## Begin Passage provided
CP
asymmetry is the only non-trivial difference between matter and antimatter
found so far. Its discovery in neutral kaon decays in 1964 came as a big
surprise to the physics community, but today it is an essential component of
the Standard Model of particle physics. Without CP asymmetry the Big Bang would
have created equal amounts of matter and antimatter, which would all have then
annihilated, leaving behind an empty Universe filled with radiation. To produce
a matter-dominated Universe like the one we live in, an excess of matter must
have formed and survived this annihilation. But to produce such an excess, some
difference between matter and antimatter must be present: enter CP asymmetry.
Unfortunately, the amount of CP asymmetry present in the Standard Model of
particle physics is not enough to explain the observed composition of the
Universe, driving extensive studies of this phenomenon and searches for other
sources of CP asymmetry.
This
week, at the Rencontres de Moriond Electroweak conference and during a seminar
held at CERN, the LHCb collaboration presented new results from studies of CP
asymmetry in charmless three-body decays of charged B mesons. These decays
involve a charged B meson, consisting of a beauty quark and an up quark,
transforming into a combination of π and K mesons. The name “charmless” refers
to the absence of charm quarks in the final state: π± mesons (pions) contain
only up and down quarks, and K± mesons (kaons) contain a strange and an up
quark. Charmless decays involve the transformation of a beauty quark into an up
quark, which is an unlikely process, as the beauty quark predominantly decays
into a charm quark. In this rare process the effects of CP violation are
expected to be enhanced.
The new
LHCb results focus on “direct” CP violation: a phenomenon where the same decay
process has a different probability for a particle than for an antiparticle.
## End Passage provided
Task instructions » Please return, word for word, the part of the CP asymmetry passage that opens with the words containing "Unfortunately, the amount" and closes with "of CP asymmetry.".
## Begin Provided information
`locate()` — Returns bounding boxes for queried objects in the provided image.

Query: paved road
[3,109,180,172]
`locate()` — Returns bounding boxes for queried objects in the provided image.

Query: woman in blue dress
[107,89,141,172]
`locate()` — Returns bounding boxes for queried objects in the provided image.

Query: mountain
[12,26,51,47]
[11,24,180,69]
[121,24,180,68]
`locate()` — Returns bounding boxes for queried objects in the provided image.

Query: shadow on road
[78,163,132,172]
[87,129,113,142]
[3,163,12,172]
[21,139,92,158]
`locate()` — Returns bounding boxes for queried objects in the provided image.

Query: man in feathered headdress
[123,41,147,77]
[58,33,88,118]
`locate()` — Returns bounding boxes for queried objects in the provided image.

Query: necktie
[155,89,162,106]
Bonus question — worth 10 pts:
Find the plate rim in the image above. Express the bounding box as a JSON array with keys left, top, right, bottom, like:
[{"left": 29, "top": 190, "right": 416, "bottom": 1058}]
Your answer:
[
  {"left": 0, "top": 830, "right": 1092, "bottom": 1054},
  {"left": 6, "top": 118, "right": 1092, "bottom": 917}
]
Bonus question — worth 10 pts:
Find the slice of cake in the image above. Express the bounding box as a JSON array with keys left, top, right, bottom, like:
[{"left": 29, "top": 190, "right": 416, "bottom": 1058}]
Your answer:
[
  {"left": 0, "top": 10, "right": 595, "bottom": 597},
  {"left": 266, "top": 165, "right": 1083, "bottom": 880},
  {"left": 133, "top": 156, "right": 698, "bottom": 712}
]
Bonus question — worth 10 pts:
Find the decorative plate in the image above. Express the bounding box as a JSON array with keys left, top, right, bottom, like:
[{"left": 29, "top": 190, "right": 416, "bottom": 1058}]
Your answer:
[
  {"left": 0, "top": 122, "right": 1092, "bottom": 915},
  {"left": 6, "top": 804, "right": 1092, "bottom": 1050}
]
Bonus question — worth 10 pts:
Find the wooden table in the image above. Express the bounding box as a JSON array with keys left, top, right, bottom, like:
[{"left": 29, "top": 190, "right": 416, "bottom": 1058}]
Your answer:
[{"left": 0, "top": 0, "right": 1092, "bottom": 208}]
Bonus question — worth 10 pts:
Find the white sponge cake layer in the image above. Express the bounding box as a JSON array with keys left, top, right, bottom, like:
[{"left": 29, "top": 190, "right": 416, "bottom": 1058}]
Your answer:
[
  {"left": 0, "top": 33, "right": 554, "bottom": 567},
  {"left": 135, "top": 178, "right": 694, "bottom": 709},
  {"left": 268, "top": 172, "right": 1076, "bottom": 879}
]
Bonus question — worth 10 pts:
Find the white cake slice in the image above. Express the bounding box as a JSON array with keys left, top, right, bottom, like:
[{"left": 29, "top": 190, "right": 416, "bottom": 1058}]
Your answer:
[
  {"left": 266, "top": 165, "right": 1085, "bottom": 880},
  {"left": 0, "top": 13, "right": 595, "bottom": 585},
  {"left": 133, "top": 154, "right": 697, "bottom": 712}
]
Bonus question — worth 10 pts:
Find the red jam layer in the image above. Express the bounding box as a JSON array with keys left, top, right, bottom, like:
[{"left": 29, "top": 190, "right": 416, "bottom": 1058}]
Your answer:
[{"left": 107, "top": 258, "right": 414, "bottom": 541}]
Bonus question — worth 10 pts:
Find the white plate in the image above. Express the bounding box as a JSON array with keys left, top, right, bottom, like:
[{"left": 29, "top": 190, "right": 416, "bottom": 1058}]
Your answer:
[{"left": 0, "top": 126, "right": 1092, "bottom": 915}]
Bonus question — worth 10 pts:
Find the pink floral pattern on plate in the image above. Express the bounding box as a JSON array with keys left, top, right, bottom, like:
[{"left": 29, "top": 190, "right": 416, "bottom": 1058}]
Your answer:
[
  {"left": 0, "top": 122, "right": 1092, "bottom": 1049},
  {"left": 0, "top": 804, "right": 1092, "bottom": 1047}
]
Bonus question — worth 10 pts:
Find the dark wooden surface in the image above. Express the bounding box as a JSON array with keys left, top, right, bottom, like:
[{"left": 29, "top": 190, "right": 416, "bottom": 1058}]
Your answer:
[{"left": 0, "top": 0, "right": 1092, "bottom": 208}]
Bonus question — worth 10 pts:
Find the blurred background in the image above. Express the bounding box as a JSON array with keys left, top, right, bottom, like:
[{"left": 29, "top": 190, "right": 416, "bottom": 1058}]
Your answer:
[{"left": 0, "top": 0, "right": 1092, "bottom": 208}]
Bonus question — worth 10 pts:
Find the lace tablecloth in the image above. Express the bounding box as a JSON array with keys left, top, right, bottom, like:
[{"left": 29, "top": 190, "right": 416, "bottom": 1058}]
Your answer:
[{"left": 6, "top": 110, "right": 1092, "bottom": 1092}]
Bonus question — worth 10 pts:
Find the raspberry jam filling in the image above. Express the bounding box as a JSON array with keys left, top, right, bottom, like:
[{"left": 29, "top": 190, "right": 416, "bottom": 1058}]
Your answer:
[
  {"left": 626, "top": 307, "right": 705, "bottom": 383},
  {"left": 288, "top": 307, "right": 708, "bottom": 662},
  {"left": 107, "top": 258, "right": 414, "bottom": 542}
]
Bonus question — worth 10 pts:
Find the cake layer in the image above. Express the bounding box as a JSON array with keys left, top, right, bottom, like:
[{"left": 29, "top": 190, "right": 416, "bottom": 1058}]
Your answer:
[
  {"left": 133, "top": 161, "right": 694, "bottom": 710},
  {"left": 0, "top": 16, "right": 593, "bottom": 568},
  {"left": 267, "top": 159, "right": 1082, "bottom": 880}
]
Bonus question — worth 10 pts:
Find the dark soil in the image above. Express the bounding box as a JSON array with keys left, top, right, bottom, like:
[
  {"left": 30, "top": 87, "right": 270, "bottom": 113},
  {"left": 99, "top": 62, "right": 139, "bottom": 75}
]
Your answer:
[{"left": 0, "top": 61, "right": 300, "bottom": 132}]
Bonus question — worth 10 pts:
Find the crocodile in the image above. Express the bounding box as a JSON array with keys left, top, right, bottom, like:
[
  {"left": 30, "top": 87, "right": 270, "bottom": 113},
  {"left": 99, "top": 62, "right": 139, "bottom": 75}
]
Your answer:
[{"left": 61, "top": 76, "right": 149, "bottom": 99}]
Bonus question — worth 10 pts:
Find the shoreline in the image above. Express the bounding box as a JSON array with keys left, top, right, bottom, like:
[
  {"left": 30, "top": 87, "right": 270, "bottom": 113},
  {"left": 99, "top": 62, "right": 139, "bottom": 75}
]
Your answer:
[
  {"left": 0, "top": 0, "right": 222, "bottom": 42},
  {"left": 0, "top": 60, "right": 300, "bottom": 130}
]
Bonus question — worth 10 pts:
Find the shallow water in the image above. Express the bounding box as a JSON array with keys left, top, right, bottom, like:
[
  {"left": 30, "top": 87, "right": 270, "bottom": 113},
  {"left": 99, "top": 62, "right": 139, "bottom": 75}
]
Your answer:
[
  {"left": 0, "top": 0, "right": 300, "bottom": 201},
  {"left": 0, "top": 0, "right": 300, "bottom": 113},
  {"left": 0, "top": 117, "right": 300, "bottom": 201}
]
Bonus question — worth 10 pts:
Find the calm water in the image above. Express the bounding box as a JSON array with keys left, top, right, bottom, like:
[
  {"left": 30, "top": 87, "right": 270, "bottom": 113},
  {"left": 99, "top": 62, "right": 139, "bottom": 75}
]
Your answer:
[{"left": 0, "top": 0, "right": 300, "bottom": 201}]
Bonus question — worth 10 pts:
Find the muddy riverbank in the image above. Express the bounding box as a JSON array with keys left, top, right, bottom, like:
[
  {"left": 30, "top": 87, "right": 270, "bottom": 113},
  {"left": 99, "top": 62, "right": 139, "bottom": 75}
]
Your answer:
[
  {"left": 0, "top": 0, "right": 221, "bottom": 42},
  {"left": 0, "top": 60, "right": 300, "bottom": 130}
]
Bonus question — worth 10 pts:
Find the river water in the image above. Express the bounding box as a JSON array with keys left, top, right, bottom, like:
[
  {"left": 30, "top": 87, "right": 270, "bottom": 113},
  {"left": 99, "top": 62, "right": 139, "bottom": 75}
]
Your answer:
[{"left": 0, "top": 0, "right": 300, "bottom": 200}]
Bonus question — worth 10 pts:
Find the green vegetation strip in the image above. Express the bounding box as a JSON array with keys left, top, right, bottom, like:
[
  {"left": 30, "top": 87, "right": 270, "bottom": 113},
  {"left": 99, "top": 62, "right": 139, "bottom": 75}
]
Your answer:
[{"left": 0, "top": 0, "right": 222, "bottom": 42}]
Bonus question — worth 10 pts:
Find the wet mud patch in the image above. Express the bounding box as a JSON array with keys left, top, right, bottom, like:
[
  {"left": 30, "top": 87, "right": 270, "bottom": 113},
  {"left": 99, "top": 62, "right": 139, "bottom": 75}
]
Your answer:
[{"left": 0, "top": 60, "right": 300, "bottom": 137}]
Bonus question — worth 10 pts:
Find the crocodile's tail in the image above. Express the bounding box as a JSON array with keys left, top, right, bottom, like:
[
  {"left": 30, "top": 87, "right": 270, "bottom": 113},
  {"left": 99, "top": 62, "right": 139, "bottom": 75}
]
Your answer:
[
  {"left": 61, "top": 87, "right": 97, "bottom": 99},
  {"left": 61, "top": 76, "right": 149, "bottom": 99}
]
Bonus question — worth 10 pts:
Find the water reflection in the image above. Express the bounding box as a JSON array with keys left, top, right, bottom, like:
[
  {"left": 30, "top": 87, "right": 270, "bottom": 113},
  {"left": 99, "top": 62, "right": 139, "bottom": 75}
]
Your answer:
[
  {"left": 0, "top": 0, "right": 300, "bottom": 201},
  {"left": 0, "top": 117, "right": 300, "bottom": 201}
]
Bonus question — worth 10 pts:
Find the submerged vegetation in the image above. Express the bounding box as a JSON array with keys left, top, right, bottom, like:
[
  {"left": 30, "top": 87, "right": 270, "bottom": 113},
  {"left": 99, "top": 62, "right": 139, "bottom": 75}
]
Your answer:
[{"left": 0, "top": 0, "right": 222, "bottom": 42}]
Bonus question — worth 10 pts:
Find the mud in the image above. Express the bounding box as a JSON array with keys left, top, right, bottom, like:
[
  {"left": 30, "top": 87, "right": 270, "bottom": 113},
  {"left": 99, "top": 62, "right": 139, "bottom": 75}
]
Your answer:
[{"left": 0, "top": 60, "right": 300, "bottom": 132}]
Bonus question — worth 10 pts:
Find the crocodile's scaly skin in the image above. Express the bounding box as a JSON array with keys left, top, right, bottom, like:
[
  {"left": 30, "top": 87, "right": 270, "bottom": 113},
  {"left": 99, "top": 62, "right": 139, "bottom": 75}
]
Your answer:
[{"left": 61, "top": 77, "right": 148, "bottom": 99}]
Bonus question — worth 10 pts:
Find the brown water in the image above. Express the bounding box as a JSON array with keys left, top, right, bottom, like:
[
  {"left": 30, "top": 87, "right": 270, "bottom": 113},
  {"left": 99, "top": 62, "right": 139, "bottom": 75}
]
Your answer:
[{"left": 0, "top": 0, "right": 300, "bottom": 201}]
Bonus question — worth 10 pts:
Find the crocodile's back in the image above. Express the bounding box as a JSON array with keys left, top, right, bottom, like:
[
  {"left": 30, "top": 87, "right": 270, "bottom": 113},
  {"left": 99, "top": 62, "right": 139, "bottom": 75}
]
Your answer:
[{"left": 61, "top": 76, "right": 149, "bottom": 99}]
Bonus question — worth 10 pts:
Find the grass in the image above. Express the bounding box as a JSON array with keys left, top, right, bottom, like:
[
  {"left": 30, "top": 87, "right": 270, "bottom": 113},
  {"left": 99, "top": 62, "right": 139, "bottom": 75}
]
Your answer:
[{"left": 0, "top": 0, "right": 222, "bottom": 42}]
## End Provided information
Result for this exercise »
Unfortunately, the amount of CP asymmetry present in the Standard Model of
particle physics is not enough to explain the observed composition of the
Universe, driving extensive studies of this phenomenon and searches for other
sources of CP asymmetry.